SUPPLIED PASSAGE Block Start

One of the most enjoyable ways to watch films like this is dead-man-walking spotting: who has committed a horror movie sin and will soon be ant food?
Well, I saw Lukas littering not once but twice, sullying the stunning desert vistas with his empty beer cans. After that horror, I’ll admit that as a bosom-hoiking middle-aged woman, if the ants didn’t get him I was fully prepared to finish him off myself.
Wandering away from the party Lukas and Brian find a mysterious facility, rather lacking in security features.
Once inside there’s a crawl tunnel ominously marked “Batch 9” which of course they explore. Well, who wouldn’t? I wouldn’t, that’s who. Which is how I’ve got to my age suffering nothing more serious than the odd midge bite.
What they find is a room that looks like Miss Haversham has been doing her laundry; strung with a white cobweb-like substance dotted with the gritty remains of past meals, some of it looking weirdly like knickers hanging on a washing line.
The room is clearly a home for something so terrifyingly grubby and disgusting it wouldn’t have surprised me if my 6 year old had emerged from the cotton wool, picking his nose.
The ants themselves are massive, scuttling, gurgling, and – rather fabulously – chatting via subtitles; and the two boys are flummoxed on how to fight back.
Lukas grabs a frying pan, earning a withering rebuke from Brian: “what you gonna do with that, make it breakfast?” which actually might be a good idea, rather than being breakfast. But it’s out of the real frying pan and into a metaphorical fire as they’re is attacked.
Were you wondering where the beleaguered scientist with all the answers is yet? He’s here, at least on a video they find, helpfully explaining what he and his colleagues have been up to since the 1950s, but don’t feel too bad for him as he doesn’t even apologise.
The special effects are variable though mostly fine; and there are plenty of giant ants scuttling down the red and yellow sandstone hills once they realise there’s a party going on. Crash-landing on this bug spray-filled planet 60 years ago starts looking like a better idea than they first thought.
But mostly it’s not a B movie where you’ll get distracted by holes, either in the plot or the scenery; unless you’re a total misery guts unable to see the joy in someone being pierced through the chest by a giant bug’s arm while everyone else runs around screaming attractively.

SUPPLIED PASSAGE Block End

Carry on the giant-ant movie review above, starting right after its final sentence.

DATA EXTRACTS Block Start

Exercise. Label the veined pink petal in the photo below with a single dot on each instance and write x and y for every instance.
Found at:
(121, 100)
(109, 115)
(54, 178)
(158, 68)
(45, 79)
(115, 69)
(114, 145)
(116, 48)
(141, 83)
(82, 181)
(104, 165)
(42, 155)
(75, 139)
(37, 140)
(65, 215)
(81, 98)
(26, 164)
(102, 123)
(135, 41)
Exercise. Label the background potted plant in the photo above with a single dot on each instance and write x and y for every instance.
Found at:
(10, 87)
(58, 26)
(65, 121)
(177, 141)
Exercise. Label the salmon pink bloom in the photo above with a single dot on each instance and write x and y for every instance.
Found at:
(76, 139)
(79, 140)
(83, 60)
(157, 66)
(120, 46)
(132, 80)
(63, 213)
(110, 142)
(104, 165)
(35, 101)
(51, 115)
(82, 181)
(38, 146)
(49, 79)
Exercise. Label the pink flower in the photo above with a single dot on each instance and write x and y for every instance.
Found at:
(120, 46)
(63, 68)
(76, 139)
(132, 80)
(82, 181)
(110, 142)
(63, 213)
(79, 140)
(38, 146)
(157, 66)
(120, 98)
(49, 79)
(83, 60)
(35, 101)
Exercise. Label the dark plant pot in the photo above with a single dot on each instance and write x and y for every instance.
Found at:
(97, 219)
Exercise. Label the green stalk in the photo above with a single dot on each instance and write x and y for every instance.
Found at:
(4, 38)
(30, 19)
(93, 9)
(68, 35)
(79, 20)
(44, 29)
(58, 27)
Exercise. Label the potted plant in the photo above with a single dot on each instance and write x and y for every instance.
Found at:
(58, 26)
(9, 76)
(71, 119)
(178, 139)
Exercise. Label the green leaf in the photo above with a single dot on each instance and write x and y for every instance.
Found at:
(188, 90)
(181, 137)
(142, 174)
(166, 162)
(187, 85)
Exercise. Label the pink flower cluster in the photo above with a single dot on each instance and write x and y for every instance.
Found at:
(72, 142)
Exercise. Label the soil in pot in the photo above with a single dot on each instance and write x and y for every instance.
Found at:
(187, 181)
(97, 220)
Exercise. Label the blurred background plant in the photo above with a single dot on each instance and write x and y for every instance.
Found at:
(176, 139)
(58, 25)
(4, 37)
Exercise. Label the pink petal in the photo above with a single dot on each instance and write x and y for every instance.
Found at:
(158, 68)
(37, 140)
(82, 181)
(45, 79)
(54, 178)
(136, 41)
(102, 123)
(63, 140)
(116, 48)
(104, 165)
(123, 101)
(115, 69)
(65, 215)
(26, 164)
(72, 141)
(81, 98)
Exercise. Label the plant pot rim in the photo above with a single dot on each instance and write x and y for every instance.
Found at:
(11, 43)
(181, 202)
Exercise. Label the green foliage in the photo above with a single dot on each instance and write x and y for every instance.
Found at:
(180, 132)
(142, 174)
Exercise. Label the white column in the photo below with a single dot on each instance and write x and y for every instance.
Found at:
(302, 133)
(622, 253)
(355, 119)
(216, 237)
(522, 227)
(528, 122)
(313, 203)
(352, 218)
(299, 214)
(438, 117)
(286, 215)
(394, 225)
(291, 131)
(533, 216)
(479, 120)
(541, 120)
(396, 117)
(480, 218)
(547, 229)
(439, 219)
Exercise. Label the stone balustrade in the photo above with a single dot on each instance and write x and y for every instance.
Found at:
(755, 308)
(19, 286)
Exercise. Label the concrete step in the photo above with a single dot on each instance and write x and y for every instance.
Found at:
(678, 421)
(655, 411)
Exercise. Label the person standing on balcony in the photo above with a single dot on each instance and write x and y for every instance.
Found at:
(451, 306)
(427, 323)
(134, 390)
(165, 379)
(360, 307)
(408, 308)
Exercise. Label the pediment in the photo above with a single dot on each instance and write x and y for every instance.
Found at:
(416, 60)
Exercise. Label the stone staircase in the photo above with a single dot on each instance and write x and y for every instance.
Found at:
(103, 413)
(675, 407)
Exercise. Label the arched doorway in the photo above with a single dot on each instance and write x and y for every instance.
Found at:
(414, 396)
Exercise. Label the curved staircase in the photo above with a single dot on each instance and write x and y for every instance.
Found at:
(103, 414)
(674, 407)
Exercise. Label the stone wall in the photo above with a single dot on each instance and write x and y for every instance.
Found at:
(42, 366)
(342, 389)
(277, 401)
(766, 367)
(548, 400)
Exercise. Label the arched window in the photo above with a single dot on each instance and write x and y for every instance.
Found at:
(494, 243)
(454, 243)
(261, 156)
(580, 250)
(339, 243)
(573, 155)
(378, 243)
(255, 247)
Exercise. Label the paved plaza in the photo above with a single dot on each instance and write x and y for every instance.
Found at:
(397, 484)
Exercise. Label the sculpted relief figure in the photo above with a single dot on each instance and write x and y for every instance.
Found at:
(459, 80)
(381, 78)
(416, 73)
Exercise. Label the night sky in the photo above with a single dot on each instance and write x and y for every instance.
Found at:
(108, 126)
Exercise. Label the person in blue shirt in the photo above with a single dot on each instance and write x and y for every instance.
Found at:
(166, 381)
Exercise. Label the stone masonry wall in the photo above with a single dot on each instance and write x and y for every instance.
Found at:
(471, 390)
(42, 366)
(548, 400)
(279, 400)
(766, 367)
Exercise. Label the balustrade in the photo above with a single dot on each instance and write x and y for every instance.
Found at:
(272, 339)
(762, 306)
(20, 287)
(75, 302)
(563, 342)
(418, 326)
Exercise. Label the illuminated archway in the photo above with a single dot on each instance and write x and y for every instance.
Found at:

DATA EXTRACTS Block End

**RESULT OF THIS EXERCISE**
With the ant army after a good time, soon the party is overwhelmed by the invaders. Several of them end up back in Miss Havisham’s laundry room, wrapped up in the webbing like mummies, though the ant queen is not happy when our heroes try to free their friends; not unlike me when someone attempts to steal the delicious-looking lunch I’ve left in the office fridge.
There are actually some quite effective shots: particularly in the desert, Lukas’s small truck dwarfed by rocky peaks round about; and as two Mexican men in the opening scenes venture into a mining tunnel in search of copper, their forms silhouetted against the blue night sky behind them.
On occasion the acting isn’t good enough for the meta humour; you need to be good at something to mock it; but mostly it works fine. The pace is fast, the characters sweetly appealing (even the dumb ones), the effects mostly work and the use of common horror staples is fun and reflective, rather than lazy.
Tonally the film moves around; sometimes it’s played mostly straight, sometimes it’s over the top, and the move from one style to another isn’t always smooth.
But overall this is a probably the only way to spend an hour and a half with creepy crawlies that’s actually enjoyable, and doesn’t involve scratching.
Ultimately, It Came From The Desert (it’s based on the video game of the same name) bubbles with a joyousness that’s more infectious than a zombie-causing virus, a cable TV show pandemic, or even HG Wells’ alien-destroying common cold.